Among the entries that follow, find the lines holding "legume" and say how many there are, with no other words.

Extracted information
* * *

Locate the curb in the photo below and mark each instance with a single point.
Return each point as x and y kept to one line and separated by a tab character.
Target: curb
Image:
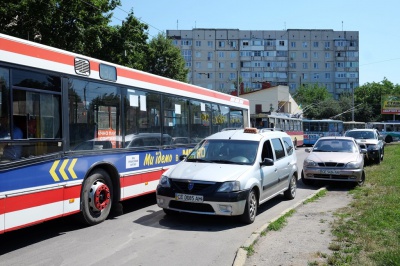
241	254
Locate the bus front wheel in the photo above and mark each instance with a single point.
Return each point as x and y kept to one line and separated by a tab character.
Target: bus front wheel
96	197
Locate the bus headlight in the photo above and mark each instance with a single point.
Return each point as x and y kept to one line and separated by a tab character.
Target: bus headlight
309	163
164	181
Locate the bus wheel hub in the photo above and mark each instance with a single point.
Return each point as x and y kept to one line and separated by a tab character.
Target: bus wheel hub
99	196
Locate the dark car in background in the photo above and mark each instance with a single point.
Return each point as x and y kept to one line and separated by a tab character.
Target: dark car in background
373	141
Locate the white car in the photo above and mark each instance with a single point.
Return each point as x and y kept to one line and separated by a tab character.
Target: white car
230	173
334	159
372	140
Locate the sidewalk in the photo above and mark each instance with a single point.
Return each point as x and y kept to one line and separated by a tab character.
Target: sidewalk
304	239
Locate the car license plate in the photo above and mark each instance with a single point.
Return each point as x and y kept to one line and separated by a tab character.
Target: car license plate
188	198
330	172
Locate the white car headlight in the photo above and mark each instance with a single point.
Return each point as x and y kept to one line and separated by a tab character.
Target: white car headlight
164	181
309	163
230	186
353	165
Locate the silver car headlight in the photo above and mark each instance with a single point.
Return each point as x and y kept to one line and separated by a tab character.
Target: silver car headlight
164	181
309	163
230	186
373	147
353	165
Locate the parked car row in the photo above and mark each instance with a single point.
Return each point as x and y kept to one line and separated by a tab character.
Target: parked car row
232	172
343	158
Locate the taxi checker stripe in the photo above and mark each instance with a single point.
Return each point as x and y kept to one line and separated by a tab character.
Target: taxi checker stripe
61	170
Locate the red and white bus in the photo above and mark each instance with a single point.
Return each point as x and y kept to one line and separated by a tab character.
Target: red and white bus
78	135
289	123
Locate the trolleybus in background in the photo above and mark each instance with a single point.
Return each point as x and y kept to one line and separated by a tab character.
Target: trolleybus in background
348	125
78	135
292	125
314	129
390	130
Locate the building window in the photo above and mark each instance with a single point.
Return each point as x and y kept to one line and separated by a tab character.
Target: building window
340	43
339	64
258	108
186	42
270	43
187	55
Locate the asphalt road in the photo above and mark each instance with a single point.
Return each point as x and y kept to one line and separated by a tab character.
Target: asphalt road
143	235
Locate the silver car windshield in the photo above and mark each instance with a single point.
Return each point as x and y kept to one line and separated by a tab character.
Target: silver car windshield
335	146
225	151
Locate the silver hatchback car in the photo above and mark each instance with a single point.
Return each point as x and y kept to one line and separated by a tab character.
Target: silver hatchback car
334	159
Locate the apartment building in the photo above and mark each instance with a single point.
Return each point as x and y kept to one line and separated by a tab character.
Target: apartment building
220	58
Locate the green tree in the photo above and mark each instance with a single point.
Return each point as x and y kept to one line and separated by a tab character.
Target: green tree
127	44
165	59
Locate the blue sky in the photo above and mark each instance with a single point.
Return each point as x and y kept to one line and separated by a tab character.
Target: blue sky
378	23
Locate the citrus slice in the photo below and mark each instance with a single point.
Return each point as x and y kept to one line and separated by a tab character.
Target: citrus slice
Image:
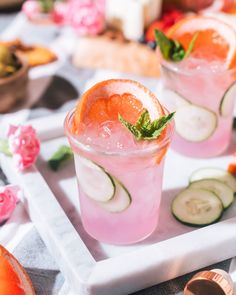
105	100
13	277
216	39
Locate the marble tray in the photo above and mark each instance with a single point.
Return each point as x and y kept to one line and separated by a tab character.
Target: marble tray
95	268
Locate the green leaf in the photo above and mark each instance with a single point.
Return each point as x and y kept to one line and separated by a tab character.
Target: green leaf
191	44
64	153
144	129
166	45
4	147
171	49
46	5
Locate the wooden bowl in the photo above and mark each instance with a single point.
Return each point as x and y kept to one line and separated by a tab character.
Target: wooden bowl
13	89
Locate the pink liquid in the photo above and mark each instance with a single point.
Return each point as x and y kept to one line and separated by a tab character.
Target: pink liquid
204	85
139	173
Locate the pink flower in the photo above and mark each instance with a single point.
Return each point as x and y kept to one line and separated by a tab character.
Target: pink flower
9	195
31	8
24	145
87	16
60	13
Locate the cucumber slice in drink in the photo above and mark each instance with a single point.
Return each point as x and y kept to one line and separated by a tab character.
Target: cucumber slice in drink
194	123
197	207
215	173
96	183
227	101
222	190
121	200
174	99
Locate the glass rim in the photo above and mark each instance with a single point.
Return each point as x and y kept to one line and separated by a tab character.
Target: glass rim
126	153
168	65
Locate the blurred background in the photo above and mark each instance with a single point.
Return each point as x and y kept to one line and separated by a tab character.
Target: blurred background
51	51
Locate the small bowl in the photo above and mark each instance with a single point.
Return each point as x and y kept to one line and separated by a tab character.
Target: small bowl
13	89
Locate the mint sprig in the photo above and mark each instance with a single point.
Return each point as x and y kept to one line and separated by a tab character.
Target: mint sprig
63	154
171	49
144	129
4	147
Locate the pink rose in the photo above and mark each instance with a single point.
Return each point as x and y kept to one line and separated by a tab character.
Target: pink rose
31	8
60	13
87	17
9	195
24	145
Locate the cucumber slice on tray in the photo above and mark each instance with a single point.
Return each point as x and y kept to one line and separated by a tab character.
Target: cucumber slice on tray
227	101
197	207
97	184
223	191
195	123
215	173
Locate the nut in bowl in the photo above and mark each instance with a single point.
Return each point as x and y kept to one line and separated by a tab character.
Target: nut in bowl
13	78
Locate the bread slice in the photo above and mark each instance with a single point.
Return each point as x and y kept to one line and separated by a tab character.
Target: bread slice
112	51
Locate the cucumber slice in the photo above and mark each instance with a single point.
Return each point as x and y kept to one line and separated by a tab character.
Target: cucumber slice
194	123
215	173
197	207
222	190
96	183
174	99
227	101
121	200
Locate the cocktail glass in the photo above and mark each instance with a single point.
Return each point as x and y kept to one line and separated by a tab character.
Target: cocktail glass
203	97
131	212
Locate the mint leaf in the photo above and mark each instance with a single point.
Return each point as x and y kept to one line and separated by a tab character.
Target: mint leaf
4	147
191	44
46	5
166	45
171	49
144	129
64	153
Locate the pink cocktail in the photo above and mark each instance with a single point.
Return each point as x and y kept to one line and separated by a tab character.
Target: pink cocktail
202	94
119	178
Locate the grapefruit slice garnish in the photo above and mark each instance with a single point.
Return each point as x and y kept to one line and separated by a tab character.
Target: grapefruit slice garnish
105	100
13	277
216	40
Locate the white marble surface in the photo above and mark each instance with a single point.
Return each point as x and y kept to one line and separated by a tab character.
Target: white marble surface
94	268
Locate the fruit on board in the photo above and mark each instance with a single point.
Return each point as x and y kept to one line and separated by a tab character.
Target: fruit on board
13	278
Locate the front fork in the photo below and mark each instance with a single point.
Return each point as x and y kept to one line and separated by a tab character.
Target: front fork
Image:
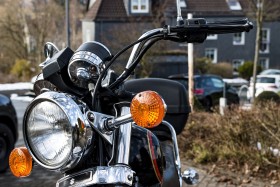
190	176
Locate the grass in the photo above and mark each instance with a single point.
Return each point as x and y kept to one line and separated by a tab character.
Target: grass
233	138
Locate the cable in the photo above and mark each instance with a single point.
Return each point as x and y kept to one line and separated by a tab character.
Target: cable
98	83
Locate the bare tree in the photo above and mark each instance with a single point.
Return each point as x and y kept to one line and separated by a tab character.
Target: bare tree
262	10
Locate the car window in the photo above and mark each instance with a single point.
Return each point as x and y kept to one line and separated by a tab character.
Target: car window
217	83
206	83
265	80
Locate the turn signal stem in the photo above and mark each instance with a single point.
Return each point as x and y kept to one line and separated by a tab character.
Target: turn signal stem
115	123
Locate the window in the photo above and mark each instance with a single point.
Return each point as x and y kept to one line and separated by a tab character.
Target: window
264	63
212	37
236	63
265	40
239	38
218	83
212	53
139	6
234	5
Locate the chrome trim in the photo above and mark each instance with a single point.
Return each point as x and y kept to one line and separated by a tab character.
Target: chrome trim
82	133
122	154
98	122
99	175
176	149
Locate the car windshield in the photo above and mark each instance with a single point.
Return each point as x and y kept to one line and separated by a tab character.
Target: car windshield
197	82
265	80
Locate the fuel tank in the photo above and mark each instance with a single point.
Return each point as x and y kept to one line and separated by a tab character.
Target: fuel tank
146	157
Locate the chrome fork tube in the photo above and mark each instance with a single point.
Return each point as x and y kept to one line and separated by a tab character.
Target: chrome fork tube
123	142
176	149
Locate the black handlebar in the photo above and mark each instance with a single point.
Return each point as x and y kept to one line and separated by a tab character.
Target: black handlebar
197	29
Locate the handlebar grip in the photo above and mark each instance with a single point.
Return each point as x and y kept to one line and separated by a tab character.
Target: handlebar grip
197	29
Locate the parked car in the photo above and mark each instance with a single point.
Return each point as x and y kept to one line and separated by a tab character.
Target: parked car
265	83
209	89
8	130
270	72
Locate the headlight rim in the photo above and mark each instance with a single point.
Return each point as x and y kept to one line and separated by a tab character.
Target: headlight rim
84	140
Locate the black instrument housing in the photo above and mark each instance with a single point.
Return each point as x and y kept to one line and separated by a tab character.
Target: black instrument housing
55	71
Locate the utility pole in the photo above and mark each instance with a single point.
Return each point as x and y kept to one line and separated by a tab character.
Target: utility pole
67	23
257	45
190	71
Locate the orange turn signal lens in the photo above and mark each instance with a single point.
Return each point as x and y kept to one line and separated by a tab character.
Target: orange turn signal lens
147	109
20	162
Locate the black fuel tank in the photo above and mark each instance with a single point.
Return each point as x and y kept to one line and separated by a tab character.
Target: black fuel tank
146	157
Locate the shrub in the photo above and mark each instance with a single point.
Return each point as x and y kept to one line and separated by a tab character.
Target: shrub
267	96
246	70
233	138
201	65
22	69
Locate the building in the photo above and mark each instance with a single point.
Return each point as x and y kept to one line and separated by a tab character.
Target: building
106	19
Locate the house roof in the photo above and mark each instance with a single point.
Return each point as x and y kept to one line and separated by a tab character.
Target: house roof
115	9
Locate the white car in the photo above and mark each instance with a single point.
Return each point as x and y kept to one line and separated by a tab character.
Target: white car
265	83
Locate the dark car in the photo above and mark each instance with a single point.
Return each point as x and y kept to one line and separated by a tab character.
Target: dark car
8	130
209	89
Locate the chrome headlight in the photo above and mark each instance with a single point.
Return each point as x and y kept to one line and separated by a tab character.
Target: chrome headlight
56	131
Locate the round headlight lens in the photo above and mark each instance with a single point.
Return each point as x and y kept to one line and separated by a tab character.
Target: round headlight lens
49	134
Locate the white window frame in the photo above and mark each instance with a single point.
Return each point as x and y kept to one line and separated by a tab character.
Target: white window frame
212	37
139	4
212	52
234	5
239	40
239	63
264	62
265	41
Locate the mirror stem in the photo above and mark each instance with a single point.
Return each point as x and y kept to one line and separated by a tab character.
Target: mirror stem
180	20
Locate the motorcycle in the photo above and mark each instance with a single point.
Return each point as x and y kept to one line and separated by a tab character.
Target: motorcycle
103	129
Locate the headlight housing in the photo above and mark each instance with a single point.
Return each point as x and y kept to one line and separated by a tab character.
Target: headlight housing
56	131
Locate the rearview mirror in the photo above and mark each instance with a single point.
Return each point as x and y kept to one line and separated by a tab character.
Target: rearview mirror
50	49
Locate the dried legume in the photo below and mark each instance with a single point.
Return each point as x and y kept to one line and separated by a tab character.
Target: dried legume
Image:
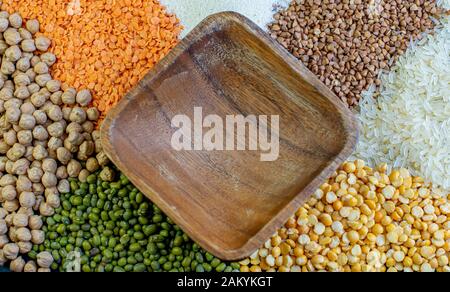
105	46
391	233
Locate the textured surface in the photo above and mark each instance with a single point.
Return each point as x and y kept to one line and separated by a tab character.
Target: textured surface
191	12
408	124
229	67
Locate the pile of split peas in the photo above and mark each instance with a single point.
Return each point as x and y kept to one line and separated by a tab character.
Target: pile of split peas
360	220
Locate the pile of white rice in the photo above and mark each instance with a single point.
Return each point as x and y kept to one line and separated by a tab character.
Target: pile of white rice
408	123
191	12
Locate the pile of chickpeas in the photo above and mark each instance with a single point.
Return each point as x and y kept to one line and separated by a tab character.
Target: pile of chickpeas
47	136
363	220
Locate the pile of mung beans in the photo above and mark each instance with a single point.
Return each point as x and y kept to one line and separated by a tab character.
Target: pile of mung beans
106	225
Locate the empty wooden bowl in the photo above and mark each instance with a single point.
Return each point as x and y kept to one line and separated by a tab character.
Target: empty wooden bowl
230	202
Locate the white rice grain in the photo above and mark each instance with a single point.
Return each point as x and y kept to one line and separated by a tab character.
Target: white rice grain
408	124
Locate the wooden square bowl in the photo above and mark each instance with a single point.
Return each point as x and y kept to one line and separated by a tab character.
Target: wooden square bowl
230	202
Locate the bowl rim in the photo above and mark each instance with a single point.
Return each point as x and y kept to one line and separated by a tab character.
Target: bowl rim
348	121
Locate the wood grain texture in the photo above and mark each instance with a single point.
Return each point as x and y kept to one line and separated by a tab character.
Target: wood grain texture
229	201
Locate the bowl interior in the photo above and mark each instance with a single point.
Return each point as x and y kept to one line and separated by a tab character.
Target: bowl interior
224	199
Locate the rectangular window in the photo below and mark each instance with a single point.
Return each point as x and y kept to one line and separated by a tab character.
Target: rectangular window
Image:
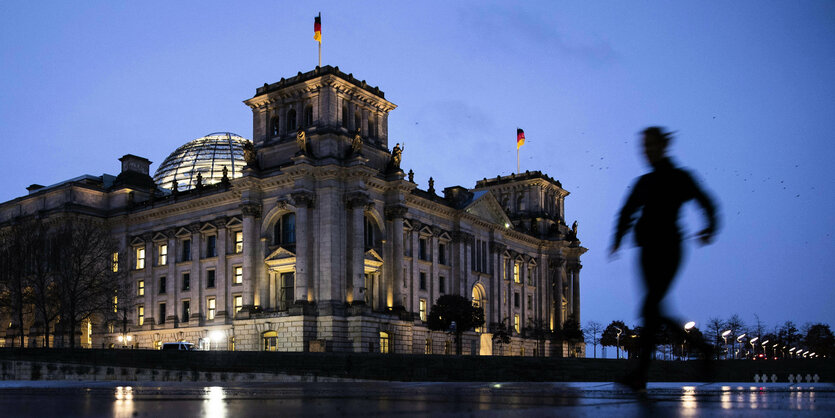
423	252
211	246
140	258
186	250
285	296
162	251
441	253
210	308
161	313
210	279
238	276
384	342
186	311
239	242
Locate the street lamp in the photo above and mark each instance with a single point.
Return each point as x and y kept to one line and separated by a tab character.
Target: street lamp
620	331
753	347
739	340
725	339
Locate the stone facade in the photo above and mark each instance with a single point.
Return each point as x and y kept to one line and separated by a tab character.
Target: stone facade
325	243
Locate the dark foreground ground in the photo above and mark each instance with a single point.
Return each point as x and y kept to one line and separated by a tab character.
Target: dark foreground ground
399	399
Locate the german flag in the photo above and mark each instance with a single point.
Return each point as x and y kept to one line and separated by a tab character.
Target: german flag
317	28
520	138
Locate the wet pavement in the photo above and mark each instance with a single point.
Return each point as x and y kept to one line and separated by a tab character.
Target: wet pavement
400	399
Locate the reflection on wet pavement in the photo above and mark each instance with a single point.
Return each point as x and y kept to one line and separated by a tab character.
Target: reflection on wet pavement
93	399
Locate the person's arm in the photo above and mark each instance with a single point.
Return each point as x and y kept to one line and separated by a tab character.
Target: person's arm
627	212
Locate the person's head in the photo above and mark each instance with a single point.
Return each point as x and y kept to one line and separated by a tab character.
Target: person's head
656	140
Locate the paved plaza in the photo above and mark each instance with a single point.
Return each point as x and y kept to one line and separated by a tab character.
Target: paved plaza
369	399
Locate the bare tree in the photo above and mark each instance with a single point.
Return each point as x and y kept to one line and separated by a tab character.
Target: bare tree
81	258
715	327
592	331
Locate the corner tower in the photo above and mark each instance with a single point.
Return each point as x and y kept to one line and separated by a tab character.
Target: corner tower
331	108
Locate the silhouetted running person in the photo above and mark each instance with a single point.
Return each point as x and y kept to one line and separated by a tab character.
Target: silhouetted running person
659	196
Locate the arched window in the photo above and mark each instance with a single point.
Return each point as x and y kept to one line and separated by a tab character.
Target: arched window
479	301
345	115
291	120
308	116
368	233
372	127
284	231
270	340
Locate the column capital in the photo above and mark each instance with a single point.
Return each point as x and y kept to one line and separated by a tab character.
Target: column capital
395	211
251	209
303	198
357	199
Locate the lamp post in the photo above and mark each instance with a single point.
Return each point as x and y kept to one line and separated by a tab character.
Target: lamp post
620	331
739	340
725	339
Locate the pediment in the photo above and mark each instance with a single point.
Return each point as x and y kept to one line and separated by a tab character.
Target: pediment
488	208
280	253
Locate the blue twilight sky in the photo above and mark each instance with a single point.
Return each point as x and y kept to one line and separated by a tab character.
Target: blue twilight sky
748	85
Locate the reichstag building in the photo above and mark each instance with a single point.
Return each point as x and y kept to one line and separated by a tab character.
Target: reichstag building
310	237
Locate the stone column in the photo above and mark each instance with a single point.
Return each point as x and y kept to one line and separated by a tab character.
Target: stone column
304	287
356	203
171	287
250	229
394	283
222	281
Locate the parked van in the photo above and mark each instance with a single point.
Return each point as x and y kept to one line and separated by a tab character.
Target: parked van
178	346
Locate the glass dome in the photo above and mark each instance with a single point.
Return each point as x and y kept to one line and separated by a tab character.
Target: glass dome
207	156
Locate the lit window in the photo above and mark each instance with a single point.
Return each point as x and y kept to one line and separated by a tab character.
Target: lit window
239	242
210	279
384	342
210	308
186	310
211	246
238	276
140	258
163	254
270	340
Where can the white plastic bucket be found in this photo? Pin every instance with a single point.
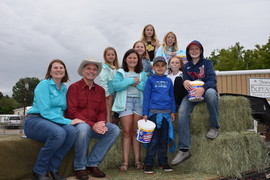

* * *

Written solution
2